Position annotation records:
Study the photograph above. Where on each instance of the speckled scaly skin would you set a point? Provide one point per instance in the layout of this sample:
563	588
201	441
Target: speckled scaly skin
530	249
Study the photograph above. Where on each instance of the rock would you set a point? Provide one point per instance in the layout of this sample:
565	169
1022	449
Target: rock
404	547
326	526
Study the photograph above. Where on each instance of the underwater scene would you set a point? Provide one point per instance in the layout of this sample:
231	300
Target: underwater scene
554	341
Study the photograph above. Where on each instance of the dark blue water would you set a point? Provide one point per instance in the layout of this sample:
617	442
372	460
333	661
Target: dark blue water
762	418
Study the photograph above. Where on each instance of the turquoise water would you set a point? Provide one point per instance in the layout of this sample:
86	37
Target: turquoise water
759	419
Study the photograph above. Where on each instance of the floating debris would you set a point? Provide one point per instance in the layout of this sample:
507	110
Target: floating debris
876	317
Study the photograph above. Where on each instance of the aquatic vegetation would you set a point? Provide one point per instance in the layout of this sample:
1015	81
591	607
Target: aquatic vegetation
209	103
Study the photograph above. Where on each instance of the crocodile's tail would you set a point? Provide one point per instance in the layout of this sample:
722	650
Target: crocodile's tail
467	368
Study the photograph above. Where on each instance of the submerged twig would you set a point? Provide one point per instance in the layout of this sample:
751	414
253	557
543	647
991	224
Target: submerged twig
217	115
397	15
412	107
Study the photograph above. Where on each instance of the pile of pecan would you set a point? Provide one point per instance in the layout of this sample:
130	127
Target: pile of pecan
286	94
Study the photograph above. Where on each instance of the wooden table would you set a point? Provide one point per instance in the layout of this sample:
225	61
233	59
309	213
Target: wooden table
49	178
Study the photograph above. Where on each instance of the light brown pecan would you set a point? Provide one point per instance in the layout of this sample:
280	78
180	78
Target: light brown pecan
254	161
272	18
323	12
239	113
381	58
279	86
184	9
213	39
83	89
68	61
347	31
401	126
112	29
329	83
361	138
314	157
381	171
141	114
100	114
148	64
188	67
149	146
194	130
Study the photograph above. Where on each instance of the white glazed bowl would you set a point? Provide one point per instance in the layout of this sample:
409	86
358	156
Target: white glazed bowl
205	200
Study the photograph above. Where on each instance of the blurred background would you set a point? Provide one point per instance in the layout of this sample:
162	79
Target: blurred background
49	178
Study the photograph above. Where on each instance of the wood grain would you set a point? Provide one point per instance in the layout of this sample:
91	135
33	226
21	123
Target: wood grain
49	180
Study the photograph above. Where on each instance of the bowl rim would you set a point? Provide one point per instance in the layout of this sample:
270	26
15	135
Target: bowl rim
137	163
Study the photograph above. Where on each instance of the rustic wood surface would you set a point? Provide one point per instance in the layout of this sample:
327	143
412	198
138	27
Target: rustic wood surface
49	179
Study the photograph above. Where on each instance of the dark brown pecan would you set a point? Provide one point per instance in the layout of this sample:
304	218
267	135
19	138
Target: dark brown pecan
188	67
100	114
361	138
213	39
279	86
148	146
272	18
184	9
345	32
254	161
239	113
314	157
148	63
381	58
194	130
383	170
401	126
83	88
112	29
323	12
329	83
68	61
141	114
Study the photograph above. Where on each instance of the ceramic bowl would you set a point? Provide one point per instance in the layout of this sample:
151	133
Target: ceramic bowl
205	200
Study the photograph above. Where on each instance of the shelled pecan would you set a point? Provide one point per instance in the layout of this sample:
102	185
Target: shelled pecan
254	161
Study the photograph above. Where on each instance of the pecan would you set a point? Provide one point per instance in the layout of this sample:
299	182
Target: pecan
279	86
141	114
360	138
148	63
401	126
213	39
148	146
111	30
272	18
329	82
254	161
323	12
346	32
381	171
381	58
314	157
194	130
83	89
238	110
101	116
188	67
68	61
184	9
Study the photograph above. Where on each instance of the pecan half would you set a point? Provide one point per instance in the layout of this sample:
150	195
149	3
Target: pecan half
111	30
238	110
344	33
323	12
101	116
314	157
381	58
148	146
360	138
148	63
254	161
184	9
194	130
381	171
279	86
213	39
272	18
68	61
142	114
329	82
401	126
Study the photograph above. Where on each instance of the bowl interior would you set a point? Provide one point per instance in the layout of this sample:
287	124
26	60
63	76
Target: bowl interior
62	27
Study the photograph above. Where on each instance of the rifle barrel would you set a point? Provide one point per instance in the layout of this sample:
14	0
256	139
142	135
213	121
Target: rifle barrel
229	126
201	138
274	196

CHALLENGE
Repeat the records exactly, including every line.

WRITTEN ANSWER
Study the photograph above. Where on each instance of the speckled scaly skin would you set a point? Provide one point per instance in the layout of this sample:
563	588
201	441
Target: speckled scaly skin
530	249
Study the photograph above. Where on each instance of the rock would you set a point? Provide one point per instance in the layout of this sample:
565	169
1022	449
Target: rock
404	547
326	526
Study the photograph above. Where on each instance of the underwater scene would you set a point? Provide one point per instance in the layout of this sample:
231	300
Target: underwater scene
554	341
Study the photograph above. Where on each instance of the dark blue water would you set a point? Provide one point per instance in the layout of this sample:
617	442
372	460
333	661
Target: dark blue water
762	418
Study the photograph above. Where on each instance of the turquoise water would you set a point? Provide one point per instance in the layout of this sample:
86	37
Target: turquoise water
759	419
Study the photograph above. Where on each instance of the floating debris would you set a point? Provide one point per instance in the layout of this sample:
507	110
Target: floating debris
876	317
Study the photograph above. Where on each instance of the aquatic vegetation would you set a point? Provide one point per instance in the layout of this sample:
1015	81
591	607
Target: aquatic vegetation
209	103
Study the photograph above. Where on each instance of the crocodile's tail would you set a point? Provide one point per instance in the layout of this sample:
722	650
Target: crocodile's tail
467	368
Study the photograph above. Where on each instance of the submerged twig would you set a point? Provide one point per instance in the layout of this sample:
751	414
253	557
543	647
991	224
Target: submerged twig
217	115
397	15
412	107
Study the photograph above. Where on each instance of the pile of pecan would you set a point? Provide one point per instance in the layout of this sample:
130	127
Target: pile of pecan
286	94
Study the photograph above. Where on each instance of the wooden table would you set a point? Provide one point per instance in the layout of this sample:
225	61
233	59
309	213
Target: wooden table
49	178
Study the photograph above. Where on each instance of the light brown pecan would you set a point? Provide one point per instance in the layout of this sample:
280	78
180	78
Target: light brown pecan
254	161
272	18
323	12
239	113
381	58
279	86
184	9
213	39
83	89
68	61
347	31
401	126
112	29
329	83
361	138
314	157
381	171
141	114
100	114
148	64
188	67
149	146
194	130
Study the photograph above. Where on each instance of the white glazed bowl would you set a point? Provide one point per instance in the layout of this sample:
409	86
358	156
Target: white glazed bowl
205	200
Study the photograph above. Where on each instance of the blurred background would you set a point? Provide one point per instance in the layout of this sample:
162	79
Target: blurred background
49	178
Study the photograph above. Where on each instance of the wood grain would you set a point? Provide one point per instance in the layout of this sample:
91	135
33	226
21	123
Target: wood grain
49	180
Study the photograph above. Where on each instance of the bowl rim would you set a point? Provide one point per instance in the layout of this sample:
270	26
15	135
Target: bowl rim
137	163
Study the photograph above. Where on each instance of the rustic wood surface would you set a point? Provide one point per instance in the layout of this sample:
327	143
412	198
138	27
Target: rustic wood surface
49	179
Study the photograph above. Where on each instance of the dark brown pecan would you set a point? Provide one point per instance in the layout of this sample:
304	218
267	135
19	138
Target: dark brown pecan
188	67
100	114
361	138
213	39
279	86
148	146
272	18
184	9
345	32
254	161
239	113
314	157
148	63
381	58
194	130
383	170
401	126
83	88
112	29
323	12
329	83
68	61
141	114
Study the photograph above. Where on each instance of the ceramic bowl would you set a point? Provide one point per instance in the layout of this sample:
151	133
Target: ceramic bowl
205	200
Study the photograph above. Where on each instance of the shelled pecan would you set a point? Provide one point per instance in the layout of this sample:
102	185
Target: shelled pecan
254	161
Study the photograph above. Where on each instance of the pecan would you set a point? Provide one point per instance in the layout of this sample:
299	182
Target: pecan
279	86
141	114
360	138
148	63
401	126
213	39
148	146
111	30
272	18
329	82
254	161
323	12
346	32
381	171
381	58
314	157
194	130
83	89
238	110
101	116
188	67
68	61
184	9
Study the photograph above. Where on each instance of the pecan half would you set a point? Provide one point per instance in the layout of this sample:
150	195
149	3
Target: pecan half
111	30
238	110
344	33
323	12
101	116
314	157
381	58
148	146
360	138
148	63
254	161
184	9
194	130
381	171
279	86
213	39
272	18
68	61
142	114
329	82
401	126
Study the photograph above. Where on each instance of the bowl interior would you set a point? Provide one point per instance in the layout of this sample:
287	124
26	60
63	76
Target: bowl interior
62	27
Study the photograph above. Where on each instance of the rifle barrel would you set a point? Provide one point per instance in the layout of this sample:
14	0
256	139
142	135
213	121
Target: rifle barrel
229	126
201	138
274	196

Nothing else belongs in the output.